Exercise description:
Reproduce the lines below without any changes, starting with the line that contains "annotation. Detect jet" and continuing through the end of the records.
** begin Records for the task **
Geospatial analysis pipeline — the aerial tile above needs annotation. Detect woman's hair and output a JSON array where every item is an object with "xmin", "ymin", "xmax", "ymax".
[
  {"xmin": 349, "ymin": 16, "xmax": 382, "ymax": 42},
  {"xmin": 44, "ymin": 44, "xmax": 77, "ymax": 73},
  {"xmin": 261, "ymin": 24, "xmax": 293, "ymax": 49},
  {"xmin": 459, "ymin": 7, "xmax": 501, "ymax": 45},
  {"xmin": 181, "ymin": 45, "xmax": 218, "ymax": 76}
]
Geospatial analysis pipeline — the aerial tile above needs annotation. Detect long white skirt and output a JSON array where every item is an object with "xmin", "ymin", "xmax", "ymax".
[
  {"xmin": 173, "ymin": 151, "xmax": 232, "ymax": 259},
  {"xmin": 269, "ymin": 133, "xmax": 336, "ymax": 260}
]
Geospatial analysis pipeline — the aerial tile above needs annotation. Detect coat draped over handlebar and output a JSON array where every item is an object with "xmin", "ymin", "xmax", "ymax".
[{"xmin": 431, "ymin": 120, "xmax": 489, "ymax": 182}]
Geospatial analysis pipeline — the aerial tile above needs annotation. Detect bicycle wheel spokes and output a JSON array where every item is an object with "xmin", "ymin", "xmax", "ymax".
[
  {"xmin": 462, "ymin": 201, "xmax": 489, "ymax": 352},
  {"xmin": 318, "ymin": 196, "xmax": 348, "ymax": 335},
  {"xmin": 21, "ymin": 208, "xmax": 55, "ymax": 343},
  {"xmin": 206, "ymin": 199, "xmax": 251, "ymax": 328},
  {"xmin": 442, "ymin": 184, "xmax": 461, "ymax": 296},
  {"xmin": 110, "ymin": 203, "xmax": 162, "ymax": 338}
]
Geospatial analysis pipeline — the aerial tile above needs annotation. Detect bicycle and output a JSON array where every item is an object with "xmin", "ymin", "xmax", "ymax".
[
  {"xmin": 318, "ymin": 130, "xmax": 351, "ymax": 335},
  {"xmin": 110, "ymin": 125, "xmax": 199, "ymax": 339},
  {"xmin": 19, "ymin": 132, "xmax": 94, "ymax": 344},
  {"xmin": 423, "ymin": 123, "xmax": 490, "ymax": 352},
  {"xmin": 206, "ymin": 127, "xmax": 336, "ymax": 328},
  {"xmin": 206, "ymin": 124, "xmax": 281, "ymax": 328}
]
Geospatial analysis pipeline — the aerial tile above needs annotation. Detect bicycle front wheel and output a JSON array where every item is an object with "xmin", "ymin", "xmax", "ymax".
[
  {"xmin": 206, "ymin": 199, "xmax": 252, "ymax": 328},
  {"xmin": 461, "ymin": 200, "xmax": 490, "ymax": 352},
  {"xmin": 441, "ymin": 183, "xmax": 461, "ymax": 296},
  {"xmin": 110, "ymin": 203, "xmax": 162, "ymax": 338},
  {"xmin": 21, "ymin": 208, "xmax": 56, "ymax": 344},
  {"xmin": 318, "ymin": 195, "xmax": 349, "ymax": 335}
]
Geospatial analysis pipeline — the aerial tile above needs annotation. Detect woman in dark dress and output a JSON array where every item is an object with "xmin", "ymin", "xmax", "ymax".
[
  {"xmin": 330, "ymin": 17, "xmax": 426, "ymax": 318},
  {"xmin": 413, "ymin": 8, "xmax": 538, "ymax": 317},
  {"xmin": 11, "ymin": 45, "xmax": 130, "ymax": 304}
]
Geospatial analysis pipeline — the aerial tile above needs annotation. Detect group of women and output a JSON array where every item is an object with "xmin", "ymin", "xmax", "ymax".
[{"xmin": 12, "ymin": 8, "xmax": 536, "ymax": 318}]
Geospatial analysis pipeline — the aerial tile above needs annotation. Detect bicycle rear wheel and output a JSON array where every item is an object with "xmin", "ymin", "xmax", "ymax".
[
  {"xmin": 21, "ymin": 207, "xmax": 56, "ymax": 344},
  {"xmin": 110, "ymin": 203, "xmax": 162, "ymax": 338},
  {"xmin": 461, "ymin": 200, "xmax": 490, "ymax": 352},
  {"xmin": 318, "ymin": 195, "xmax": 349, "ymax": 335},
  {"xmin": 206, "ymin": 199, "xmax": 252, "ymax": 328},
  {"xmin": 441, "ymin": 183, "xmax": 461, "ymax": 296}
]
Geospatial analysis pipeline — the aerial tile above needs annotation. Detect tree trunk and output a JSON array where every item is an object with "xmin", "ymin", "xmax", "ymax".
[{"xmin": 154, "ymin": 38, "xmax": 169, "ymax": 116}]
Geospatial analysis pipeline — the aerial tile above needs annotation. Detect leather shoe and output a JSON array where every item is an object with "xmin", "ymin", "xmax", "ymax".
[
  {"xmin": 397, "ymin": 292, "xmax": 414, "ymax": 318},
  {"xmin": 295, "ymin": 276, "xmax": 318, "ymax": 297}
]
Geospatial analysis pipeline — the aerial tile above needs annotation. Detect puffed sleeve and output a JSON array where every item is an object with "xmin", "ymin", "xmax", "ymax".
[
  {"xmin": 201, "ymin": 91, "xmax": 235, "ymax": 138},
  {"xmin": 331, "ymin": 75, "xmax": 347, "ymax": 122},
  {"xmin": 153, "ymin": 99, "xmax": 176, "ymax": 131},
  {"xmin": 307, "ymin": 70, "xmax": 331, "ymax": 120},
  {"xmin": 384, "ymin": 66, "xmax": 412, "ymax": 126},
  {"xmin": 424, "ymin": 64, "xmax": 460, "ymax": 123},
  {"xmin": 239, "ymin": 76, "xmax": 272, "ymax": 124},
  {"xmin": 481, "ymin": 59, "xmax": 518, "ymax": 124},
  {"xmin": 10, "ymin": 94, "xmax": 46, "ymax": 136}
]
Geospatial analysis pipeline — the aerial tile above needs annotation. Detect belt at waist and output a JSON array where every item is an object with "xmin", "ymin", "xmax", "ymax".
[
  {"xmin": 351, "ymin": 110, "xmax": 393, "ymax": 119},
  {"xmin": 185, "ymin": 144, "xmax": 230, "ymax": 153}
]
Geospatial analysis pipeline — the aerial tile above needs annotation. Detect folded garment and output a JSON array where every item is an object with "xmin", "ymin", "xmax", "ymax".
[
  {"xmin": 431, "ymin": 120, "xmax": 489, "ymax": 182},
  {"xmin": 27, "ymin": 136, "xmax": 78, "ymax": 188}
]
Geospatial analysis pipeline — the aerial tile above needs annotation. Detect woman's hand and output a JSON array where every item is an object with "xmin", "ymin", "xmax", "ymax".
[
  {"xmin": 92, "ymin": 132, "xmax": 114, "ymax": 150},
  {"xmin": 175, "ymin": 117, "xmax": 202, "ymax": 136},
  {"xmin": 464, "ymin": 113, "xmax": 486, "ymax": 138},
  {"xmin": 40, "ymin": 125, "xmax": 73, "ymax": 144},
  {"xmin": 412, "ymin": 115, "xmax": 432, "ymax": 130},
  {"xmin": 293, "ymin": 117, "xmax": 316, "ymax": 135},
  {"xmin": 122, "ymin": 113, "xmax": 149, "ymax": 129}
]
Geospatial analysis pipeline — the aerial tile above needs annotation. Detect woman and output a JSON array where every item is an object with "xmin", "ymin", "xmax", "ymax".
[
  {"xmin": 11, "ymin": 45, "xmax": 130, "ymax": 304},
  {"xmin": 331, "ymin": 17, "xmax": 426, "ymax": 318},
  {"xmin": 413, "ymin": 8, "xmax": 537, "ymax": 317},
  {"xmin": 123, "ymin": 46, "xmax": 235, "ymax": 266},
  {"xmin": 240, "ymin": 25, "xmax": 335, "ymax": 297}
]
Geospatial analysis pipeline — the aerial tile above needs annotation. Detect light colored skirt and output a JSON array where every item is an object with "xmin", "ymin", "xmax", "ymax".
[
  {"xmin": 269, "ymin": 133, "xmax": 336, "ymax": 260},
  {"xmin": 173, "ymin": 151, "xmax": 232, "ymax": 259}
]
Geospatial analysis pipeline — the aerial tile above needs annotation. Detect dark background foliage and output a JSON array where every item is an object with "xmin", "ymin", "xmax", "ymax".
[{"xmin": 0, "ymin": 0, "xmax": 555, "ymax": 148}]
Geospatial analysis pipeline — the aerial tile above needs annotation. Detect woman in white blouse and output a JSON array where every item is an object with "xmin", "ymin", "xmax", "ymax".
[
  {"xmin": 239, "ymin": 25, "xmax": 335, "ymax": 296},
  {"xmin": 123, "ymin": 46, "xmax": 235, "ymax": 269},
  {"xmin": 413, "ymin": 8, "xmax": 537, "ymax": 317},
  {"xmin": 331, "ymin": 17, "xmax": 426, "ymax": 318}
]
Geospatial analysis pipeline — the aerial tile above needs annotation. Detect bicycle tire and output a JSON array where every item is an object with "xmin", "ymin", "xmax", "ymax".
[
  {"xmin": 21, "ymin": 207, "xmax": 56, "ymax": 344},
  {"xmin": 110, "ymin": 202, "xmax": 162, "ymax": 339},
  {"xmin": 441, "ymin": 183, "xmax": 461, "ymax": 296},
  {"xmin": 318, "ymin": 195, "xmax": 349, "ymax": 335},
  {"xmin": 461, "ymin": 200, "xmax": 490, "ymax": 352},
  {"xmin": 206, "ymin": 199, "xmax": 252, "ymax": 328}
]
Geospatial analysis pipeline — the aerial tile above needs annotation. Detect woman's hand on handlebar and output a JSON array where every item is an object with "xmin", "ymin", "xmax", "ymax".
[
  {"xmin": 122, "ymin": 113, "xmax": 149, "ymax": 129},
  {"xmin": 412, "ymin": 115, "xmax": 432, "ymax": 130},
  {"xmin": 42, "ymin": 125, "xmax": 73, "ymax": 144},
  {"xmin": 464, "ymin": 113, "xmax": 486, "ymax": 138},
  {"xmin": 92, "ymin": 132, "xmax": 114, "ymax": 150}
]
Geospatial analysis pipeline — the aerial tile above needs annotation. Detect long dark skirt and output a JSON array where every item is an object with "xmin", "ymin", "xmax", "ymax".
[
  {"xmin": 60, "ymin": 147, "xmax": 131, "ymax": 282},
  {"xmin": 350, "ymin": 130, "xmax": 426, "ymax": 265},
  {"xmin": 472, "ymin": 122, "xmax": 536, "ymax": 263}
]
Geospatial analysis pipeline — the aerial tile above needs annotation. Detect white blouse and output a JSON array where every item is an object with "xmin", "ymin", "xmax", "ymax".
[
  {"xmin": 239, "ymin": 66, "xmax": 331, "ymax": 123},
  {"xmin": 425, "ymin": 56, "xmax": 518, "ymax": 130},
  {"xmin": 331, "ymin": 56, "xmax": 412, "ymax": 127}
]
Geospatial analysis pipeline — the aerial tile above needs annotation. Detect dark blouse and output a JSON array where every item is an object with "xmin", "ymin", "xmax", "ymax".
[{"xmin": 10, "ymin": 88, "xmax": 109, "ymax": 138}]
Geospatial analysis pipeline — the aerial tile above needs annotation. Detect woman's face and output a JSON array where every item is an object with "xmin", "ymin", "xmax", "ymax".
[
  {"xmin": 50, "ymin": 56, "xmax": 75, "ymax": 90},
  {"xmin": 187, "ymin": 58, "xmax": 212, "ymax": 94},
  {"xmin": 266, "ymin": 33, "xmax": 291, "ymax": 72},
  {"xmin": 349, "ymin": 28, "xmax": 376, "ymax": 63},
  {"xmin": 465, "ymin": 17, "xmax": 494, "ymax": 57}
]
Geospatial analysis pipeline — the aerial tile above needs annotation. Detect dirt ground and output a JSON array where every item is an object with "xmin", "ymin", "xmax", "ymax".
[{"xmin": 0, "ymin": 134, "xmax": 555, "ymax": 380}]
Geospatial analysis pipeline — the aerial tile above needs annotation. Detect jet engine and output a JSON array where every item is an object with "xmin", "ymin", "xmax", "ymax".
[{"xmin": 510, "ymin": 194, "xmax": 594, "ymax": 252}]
** end Records for the task **
Problem solution:
Geospatial analysis pipeline — the aerial tile above needs annotation. Detect jet engine and output a JSON array where every item is an object with "xmin", "ymin", "xmax", "ymax".
[{"xmin": 510, "ymin": 194, "xmax": 594, "ymax": 252}]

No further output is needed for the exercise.